WRITTEN INSTRUCTION:
Omit the pictures from the entries below and retype everything else exactly.

RECORDS TO USE:
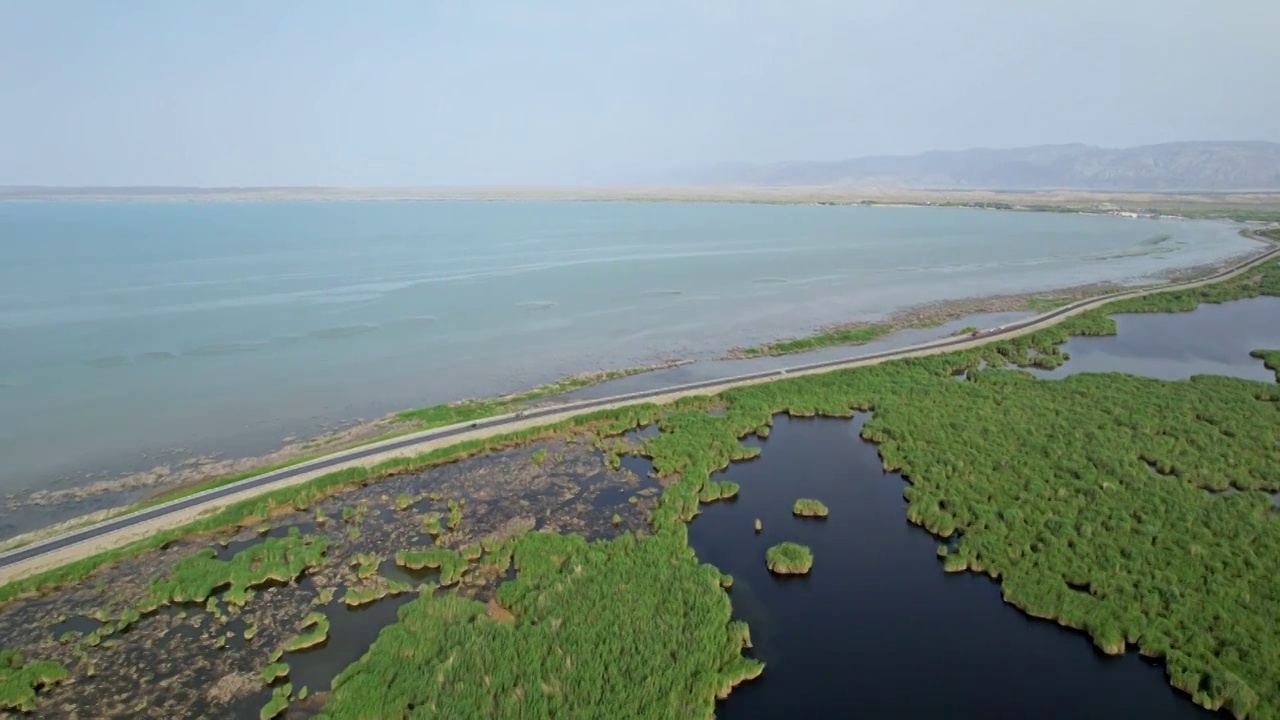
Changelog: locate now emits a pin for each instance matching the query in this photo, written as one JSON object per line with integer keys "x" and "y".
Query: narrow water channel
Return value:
{"x": 877, "y": 629}
{"x": 1212, "y": 340}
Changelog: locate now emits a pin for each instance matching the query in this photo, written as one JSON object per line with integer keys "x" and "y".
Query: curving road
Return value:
{"x": 265, "y": 481}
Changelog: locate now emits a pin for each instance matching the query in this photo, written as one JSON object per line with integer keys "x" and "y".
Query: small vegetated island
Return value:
{"x": 1095, "y": 500}
{"x": 809, "y": 507}
{"x": 789, "y": 559}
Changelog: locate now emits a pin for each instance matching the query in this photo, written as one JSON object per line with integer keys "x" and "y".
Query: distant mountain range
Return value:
{"x": 1184, "y": 167}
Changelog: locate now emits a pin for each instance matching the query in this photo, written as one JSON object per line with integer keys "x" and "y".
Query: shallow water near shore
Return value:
{"x": 877, "y": 625}
{"x": 138, "y": 333}
{"x": 1212, "y": 340}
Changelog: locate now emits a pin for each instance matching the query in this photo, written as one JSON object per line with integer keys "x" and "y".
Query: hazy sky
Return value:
{"x": 545, "y": 91}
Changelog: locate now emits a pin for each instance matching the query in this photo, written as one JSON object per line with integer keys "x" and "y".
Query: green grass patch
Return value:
{"x": 451, "y": 563}
{"x": 562, "y": 645}
{"x": 19, "y": 680}
{"x": 274, "y": 671}
{"x": 278, "y": 703}
{"x": 197, "y": 577}
{"x": 717, "y": 490}
{"x": 1270, "y": 360}
{"x": 315, "y": 630}
{"x": 789, "y": 559}
{"x": 809, "y": 507}
{"x": 860, "y": 335}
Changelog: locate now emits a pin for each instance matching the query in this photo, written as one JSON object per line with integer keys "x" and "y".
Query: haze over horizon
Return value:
{"x": 429, "y": 95}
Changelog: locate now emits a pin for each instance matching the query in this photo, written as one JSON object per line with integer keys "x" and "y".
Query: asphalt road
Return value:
{"x": 99, "y": 529}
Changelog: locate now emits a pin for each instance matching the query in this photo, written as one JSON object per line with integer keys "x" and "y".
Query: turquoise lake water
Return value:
{"x": 128, "y": 329}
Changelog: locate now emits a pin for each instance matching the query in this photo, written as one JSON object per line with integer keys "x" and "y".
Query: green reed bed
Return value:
{"x": 451, "y": 563}
{"x": 809, "y": 507}
{"x": 1270, "y": 360}
{"x": 274, "y": 671}
{"x": 789, "y": 559}
{"x": 19, "y": 680}
{"x": 197, "y": 577}
{"x": 315, "y": 630}
{"x": 278, "y": 703}
{"x": 572, "y": 651}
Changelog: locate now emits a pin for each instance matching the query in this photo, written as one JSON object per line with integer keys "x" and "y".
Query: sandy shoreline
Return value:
{"x": 1064, "y": 200}
{"x": 169, "y": 477}
{"x": 140, "y": 531}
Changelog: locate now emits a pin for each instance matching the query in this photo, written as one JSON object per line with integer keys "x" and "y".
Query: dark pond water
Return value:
{"x": 877, "y": 629}
{"x": 1212, "y": 340}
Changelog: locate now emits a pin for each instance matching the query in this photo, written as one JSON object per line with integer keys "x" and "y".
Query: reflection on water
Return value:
{"x": 1212, "y": 340}
{"x": 877, "y": 629}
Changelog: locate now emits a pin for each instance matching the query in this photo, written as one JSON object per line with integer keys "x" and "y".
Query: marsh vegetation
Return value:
{"x": 809, "y": 507}
{"x": 789, "y": 559}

THE ANSWER:
Changelog: locate now emits a pin for each instance matching the query in this photo, written as one JSON object per line with integer keys "x" and "y".
Query: narrow water channel
Return value:
{"x": 877, "y": 629}
{"x": 1212, "y": 340}
Changelog: locate now emits a pin for each instance matching the query in this photo, written as one JSON object per line with integer keys "x" and "y".
Query: curving road
Return value:
{"x": 265, "y": 481}
Changelog: locate now emits a pin for each instance matching the query in this photo, written as one JSON object per line with integer keys "x" and "y".
Query: small vegetated island
Return value:
{"x": 1095, "y": 500}
{"x": 809, "y": 507}
{"x": 789, "y": 559}
Changelog: locate now emits a pin for each instance matching the query in this photo, written as one JSON object per line with integer keys "x" and "y".
Query: distant mountain range
Return value:
{"x": 1184, "y": 167}
Changelog: locate now emits a pin for each instance matching the query in this photo, written as one JSON object per line with integer keys "x" and "y".
Query: shallow water near shore
Return value:
{"x": 877, "y": 625}
{"x": 138, "y": 333}
{"x": 1212, "y": 340}
Changelog: locate now emits a pin for each instance matching the query in this photo, written as one JSON object per line with integer keys "x" and "y".
Query: hazy sky
Return value:
{"x": 545, "y": 91}
Changelog: locate now emits a pin for each instance matching the query in this photo, written as one JSON object per line with integer keys "x" and "y".
Query: green grass patch
Return value:
{"x": 451, "y": 563}
{"x": 562, "y": 645}
{"x": 19, "y": 680}
{"x": 274, "y": 671}
{"x": 278, "y": 703}
{"x": 197, "y": 577}
{"x": 717, "y": 490}
{"x": 1270, "y": 360}
{"x": 315, "y": 630}
{"x": 789, "y": 559}
{"x": 809, "y": 507}
{"x": 860, "y": 335}
Changelog: locate now emits a pin for each instance matching the query in this photo, written as one JSON object per line with integer keys "x" and "y".
Query: haze over horizon
Return value:
{"x": 429, "y": 95}
Changelog: locate now emits a pin for each instance matching the query in this photo, written as one JSON object per line with integer keys "x" and "y".
Query: asphalt road
Return value:
{"x": 99, "y": 529}
Changelog: locate now emits a pin for each instance matching the query in this photo, written as one JSON object per line with integer keys "x" and "y".
Query: turquoise lake water
Return value:
{"x": 128, "y": 329}
Changelog: locate now emits a pin for each instance matching the query in this photo, written as one JSON object per line with integer keys "x" and "y".
Query: green reed bed
Return value:
{"x": 451, "y": 563}
{"x": 809, "y": 507}
{"x": 1270, "y": 360}
{"x": 274, "y": 671}
{"x": 789, "y": 559}
{"x": 19, "y": 680}
{"x": 197, "y": 577}
{"x": 315, "y": 630}
{"x": 278, "y": 703}
{"x": 572, "y": 651}
Changelog: locate now emits a pin for each instance matching the query in this photo, written as one JSON object per line with integer keys "x" and "y".
Query: sandy shoreline
Return value:
{"x": 1064, "y": 200}
{"x": 169, "y": 477}
{"x": 140, "y": 531}
Changelog: locate now emits a pin for each instance matching the query in this photo, written as one JSON object per line with integer keys "x" and "y".
Query: dark pond water
Return value:
{"x": 877, "y": 629}
{"x": 1212, "y": 340}
Changelog: locate now emits a pin for each instance matching the query in this photo, written as one JSON object per line with integer keys "x" and "y".
Query: reflection on water
Return value:
{"x": 1212, "y": 340}
{"x": 877, "y": 629}
Changelog: locate now emits a pin for each instance matching the query in this photo, written as one JSON object per line with integer keys "x" and "y".
Query: marsh vegetation
Return value:
{"x": 809, "y": 507}
{"x": 789, "y": 559}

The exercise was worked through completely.